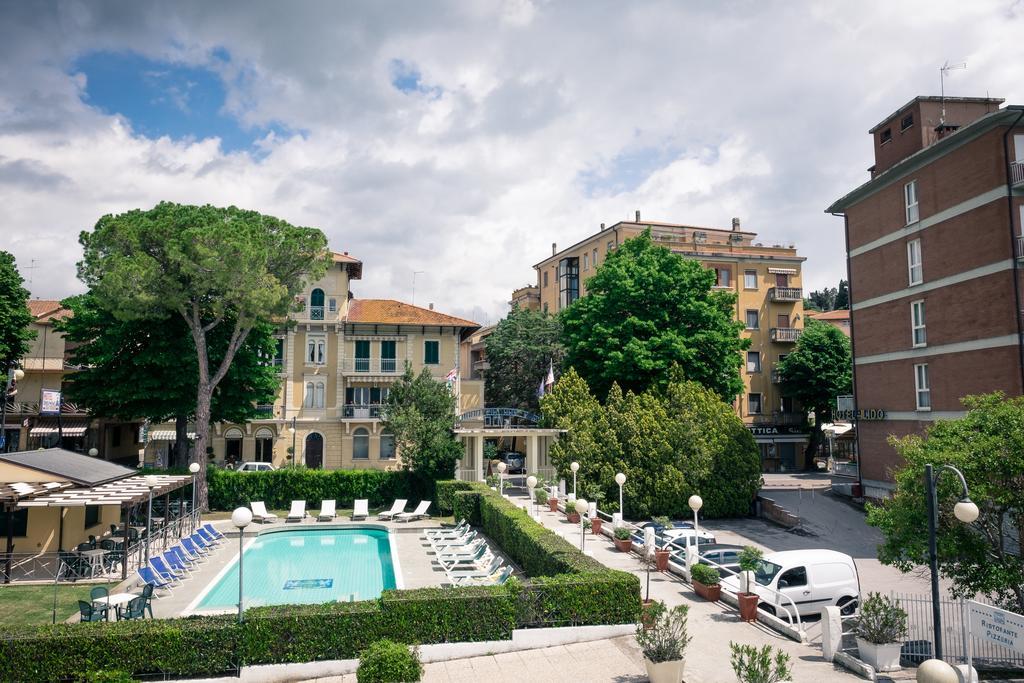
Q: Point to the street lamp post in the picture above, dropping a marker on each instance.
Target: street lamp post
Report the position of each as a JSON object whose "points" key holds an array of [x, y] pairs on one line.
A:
-.-.-
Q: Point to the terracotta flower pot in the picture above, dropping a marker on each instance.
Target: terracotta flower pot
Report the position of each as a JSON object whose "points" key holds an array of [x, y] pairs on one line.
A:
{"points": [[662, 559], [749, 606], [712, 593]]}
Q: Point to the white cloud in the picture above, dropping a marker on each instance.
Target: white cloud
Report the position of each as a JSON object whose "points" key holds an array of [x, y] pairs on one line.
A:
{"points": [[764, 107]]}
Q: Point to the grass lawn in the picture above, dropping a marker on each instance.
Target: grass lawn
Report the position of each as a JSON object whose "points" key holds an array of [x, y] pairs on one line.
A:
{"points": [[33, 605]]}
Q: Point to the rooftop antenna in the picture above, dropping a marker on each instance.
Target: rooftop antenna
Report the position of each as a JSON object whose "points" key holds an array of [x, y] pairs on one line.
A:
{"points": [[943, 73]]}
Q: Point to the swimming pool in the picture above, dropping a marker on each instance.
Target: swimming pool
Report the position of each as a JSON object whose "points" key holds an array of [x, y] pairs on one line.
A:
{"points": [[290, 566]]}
-.-.-
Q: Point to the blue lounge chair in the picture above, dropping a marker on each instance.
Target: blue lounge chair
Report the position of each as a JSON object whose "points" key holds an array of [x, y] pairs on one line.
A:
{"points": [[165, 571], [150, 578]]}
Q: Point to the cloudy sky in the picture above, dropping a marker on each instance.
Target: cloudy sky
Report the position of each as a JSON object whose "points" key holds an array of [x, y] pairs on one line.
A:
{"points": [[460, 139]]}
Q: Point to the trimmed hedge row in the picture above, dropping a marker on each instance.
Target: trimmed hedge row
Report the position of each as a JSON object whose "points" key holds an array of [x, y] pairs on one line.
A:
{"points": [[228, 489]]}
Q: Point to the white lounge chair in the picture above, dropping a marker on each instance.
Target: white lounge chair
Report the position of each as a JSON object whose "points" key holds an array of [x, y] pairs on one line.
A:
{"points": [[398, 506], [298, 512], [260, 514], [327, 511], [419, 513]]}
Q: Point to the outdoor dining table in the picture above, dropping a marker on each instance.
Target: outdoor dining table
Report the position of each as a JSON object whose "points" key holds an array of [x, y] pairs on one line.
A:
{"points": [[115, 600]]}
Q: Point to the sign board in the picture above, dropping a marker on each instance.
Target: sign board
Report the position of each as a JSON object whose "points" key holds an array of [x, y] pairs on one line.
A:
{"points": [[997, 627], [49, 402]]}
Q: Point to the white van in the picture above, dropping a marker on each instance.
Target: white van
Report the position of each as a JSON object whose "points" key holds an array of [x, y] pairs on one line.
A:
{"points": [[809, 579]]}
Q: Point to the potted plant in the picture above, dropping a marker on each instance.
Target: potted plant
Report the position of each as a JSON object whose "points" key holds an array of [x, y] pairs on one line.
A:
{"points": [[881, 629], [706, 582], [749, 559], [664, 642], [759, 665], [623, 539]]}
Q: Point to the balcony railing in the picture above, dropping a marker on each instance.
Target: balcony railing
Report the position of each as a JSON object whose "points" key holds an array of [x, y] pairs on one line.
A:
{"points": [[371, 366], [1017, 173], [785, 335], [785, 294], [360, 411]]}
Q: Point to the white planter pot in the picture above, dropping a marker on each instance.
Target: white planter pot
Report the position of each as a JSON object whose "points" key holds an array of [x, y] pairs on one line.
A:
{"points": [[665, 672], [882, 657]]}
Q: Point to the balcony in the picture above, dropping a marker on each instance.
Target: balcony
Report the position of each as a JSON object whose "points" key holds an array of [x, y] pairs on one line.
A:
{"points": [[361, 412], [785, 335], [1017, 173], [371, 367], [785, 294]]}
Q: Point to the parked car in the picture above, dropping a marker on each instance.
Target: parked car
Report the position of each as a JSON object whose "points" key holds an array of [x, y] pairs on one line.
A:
-.-.-
Whenever the word "flower" shows up in a line above, copy that line.

Task output:
Q: Point to the terracotta flower pot in the picture above, dropping a marker on each instance.
Target: terracotta flower pot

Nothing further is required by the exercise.